**Your instructions**: Could you reproduce the listing below word for word, from its first line to its last?
□ □ □ □
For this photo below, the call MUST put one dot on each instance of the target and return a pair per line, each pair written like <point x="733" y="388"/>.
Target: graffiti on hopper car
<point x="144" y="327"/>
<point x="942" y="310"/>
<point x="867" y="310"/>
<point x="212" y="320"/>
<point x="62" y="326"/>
□ □ □ □
**Result for this exercise**:
For this photo below, the call MUST put one dot on each instance of the target and return a pair per line, each pair written like <point x="733" y="388"/>.
Target: graffiti on hopper car
<point x="144" y="327"/>
<point x="942" y="310"/>
<point x="867" y="310"/>
<point x="212" y="320"/>
<point x="62" y="326"/>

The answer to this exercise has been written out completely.